Abimagique, le mystère féminin

Une légende de la science-fiction américaine

Présenter Lucius Shepard (1943-2014) est un exercice délicat tant le bonhomme, ancien bourlingueur passé par l’atelier d’écriture Clarion, avait réussi à conquérir le cœur et l’âme de nombreux aficionados sans pour autant décrocher le succès public qu’il méritait, malgré un prix Hugo du meilleur roman court pour Bernacle Bill le spatial (qu’on peut retrouver dans Sous des cieux étrangers, anthologie éditée par Le Bélial). Abimagique est aussi un court roman, une novella, que les éditions Le Bélial publient aujourd’hui dans leur fameuse collection « Une heure lumière ». Drôle d’histoire qui voit Shepard se confronter à… la femme. 

Femme et sorcière ?

 C’est la fille coiffée style Halloween. Coupe Morticia Addams, teinture noire de jais, mèches orangeées asymétriques. Elle a vingt-quatre ou vingt-cinq ans. Une femme-enfant, songes-tu, qui dévore des biographies d’empoisonneurs célèbres et s’est affublée des piercings les plus douloureux du marché. De la chair à goth typique. »

Il rencontre Abi dans un restau Teriyaki à Seattle. Il tombe amoureux d’elle instantanément et entreprend de la séduire. La première fois qu’ils font l’amour, elle le surprend :

 […] elle pose une main au creux de tes reins et presse avec force du bout des doigts, manipulant les nerfs et les muscles à cet endroit. »

+++

- Tâches à réaliser -
1. D'après le texte sur Abimagique, quel prix Lucius Shepard a-t-il obtenu pour Bernacle Bill le spatial ?
2. Reproduisez fidèlement le passage du texte sur Abimagique qui débute aux mots « Une légende de » et s'arrête après « à… la femme. ».

- Entrées du corpus -
+++

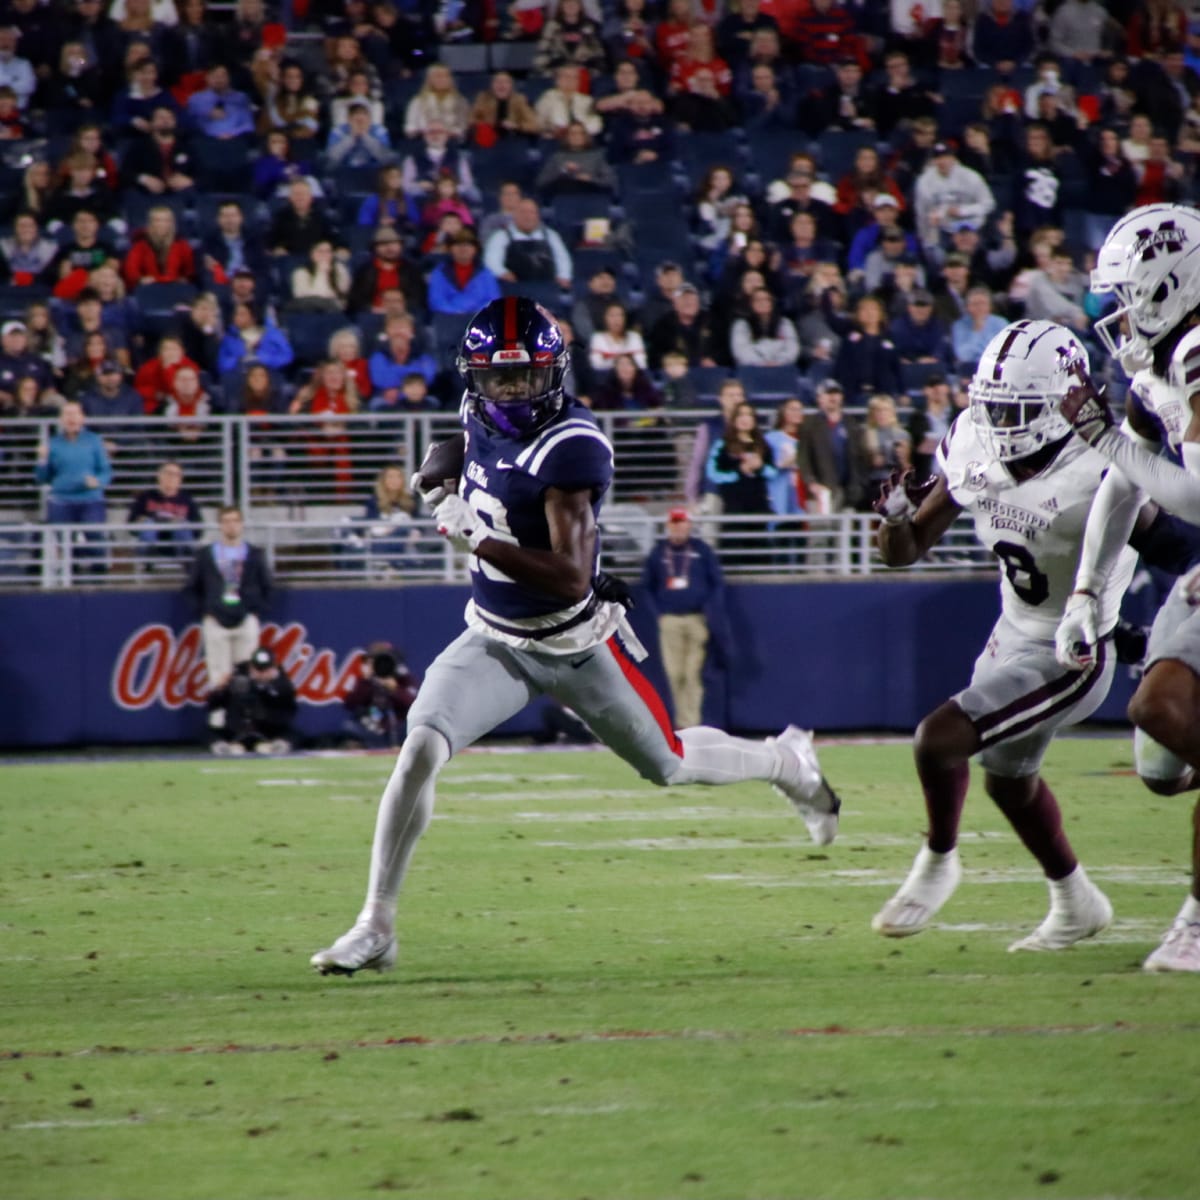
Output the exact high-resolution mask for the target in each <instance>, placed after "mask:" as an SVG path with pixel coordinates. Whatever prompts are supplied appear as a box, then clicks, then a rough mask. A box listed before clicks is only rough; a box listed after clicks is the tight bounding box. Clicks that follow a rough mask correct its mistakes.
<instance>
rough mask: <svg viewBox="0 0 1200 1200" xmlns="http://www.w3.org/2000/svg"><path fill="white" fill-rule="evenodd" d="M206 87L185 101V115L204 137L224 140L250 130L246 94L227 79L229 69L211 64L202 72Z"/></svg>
mask: <svg viewBox="0 0 1200 1200" xmlns="http://www.w3.org/2000/svg"><path fill="white" fill-rule="evenodd" d="M206 82H208V86H206V88H204V89H203V90H202V91H198V92H196V94H194V95H193V96H191V97H190V98H188V101H187V116H188V120H190V121H191V122H192V125H193V126H194V128H196V130H197V131H198V132H199V133H202V134H203V136H204V137H208V138H216V139H217V140H221V142H226V140H228V139H230V138H242V137H248V136H250V134H252V133H253V132H254V114H253V110H252V109H251V107H250V97H248V96H247V95H246V94H245V92H241V91H238V90H236V89H235V88H234V86H233V85H232V84H230V82H229V68H228V67H227V66H226V65H224V64H223V62H215V64H212V65H211V66H210V67H209V70H208V74H206Z"/></svg>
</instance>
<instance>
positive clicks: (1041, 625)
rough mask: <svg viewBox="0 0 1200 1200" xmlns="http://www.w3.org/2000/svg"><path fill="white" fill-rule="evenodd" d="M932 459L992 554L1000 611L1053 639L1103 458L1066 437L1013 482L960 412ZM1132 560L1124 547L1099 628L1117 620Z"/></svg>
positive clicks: (1115, 570) (1106, 591)
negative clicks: (1063, 439)
mask: <svg viewBox="0 0 1200 1200" xmlns="http://www.w3.org/2000/svg"><path fill="white" fill-rule="evenodd" d="M937 461H938V464H940V466H941V468H942V472H943V474H944V475H946V484H947V487H948V488H949V492H950V496H952V497H953V499H954V502H955V504H959V505H961V508H962V509H964V510H965V511H966V512H970V514H971V516H972V517H973V518H974V527H976V536H978V539H979V540H980V541H982V542H983V544H984V546H986V547H988V548H989V550H990V551H991V552H992V553H994V554H995V556H996V557H997V558H998V559H1000V565H1001V578H1000V592H1001V605H1002V608H1003V613H1004V616H1006V617H1007V618H1008V619H1009V620H1010V622H1012V623H1013V625H1014V626H1016V629H1019V630H1020V631H1021V632H1022V634H1026V635H1027V636H1030V637H1036V638H1042V640H1045V641H1054V635H1055V630H1056V629H1057V628H1058V620H1060V618H1061V617H1062V614H1063V610H1064V607H1066V605H1067V598H1068V596H1069V595H1070V593H1072V590H1073V589H1074V587H1075V568H1076V566H1078V565H1079V554H1080V550H1081V548H1082V544H1084V527H1085V526H1086V523H1087V514H1088V512H1090V511H1091V508H1092V500H1093V499H1094V498H1096V490H1097V488H1098V487H1099V486H1100V479H1102V478H1103V476H1104V473H1105V472H1106V470H1108V469H1109V467H1110V463H1109V461H1108V460H1106V458H1105V457H1104V456H1103V455H1102V454H1099V452H1098V451H1096V450H1093V449H1092V448H1091V446H1090V445H1087V444H1086V443H1085V442H1082V440H1080V439H1079V438H1072V439H1070V442H1068V443H1067V445H1064V446H1063V449H1062V451H1061V452H1060V454H1058V457H1057V458H1056V460H1055V461H1054V462H1052V463H1051V464H1050V467H1049V468H1046V470H1044V472H1042V474H1040V475H1037V476H1034V478H1033V479H1030V480H1026V481H1025V482H1024V484H1019V482H1016V480H1014V479H1013V476H1012V475H1010V474H1009V473H1008V469H1007V468H1006V467H1004V466H1003V464H1002V463H1000V462H996V461H995V460H994V458H991V457H990V456H989V454H988V451H986V450H985V449H984V445H983V443H982V442H980V439H979V436H978V433H977V432H976V428H974V425H972V422H971V416H970V414H968V413H960V414H959V416H958V419H956V420H955V421H954V425H952V426H950V432H949V433H947V434H946V437H944V438H943V439H942V444H941V446H938V450H937ZM1136 562H1138V556H1136V553H1134V551H1133V550H1132V548H1130V547H1128V546H1126V547H1124V550H1123V551H1122V553H1121V557H1120V559H1118V562H1117V565H1116V568H1115V569H1114V571H1112V574H1111V575H1110V576H1109V582H1108V586H1106V587H1105V589H1104V592H1103V594H1102V595H1100V598H1099V612H1100V630H1102V632H1108V631H1109V630H1110V629H1112V626H1114V625H1116V623H1117V614H1118V612H1120V608H1121V598H1122V596H1123V595H1124V592H1126V588H1128V587H1129V581H1130V580H1132V578H1133V571H1134V566H1135V565H1136Z"/></svg>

+++

- Solutions par tâche -
1. Le prix Hugo du meilleur roman court.

2.
Une légende de la science-fiction américaine

Présenter Lucius Shepard (1943-2014) est un exercice délicat tant le bonhomme, ancien bourlingueur passé par l’atelier d’écriture Clarion, avait réussi à conquérir le cœur et l’âme de nombreux aficionados sans pour autant décrocher le succès public qu’il méritait, malgré un prix Hugo du meilleur roman court pour Bernacle Bill le spatial (qu’on peut retrouver dans Sous des cieux étrangers, anthologie éditée par Le Bélial). Abimagique est aussi un court roman, une novella, que les éditions Le Bélial publient aujourd’hui dans leur fameuse collection « Une heure lumière ». Drôle d’histoire qui voit Shepard se confronter à… la femme.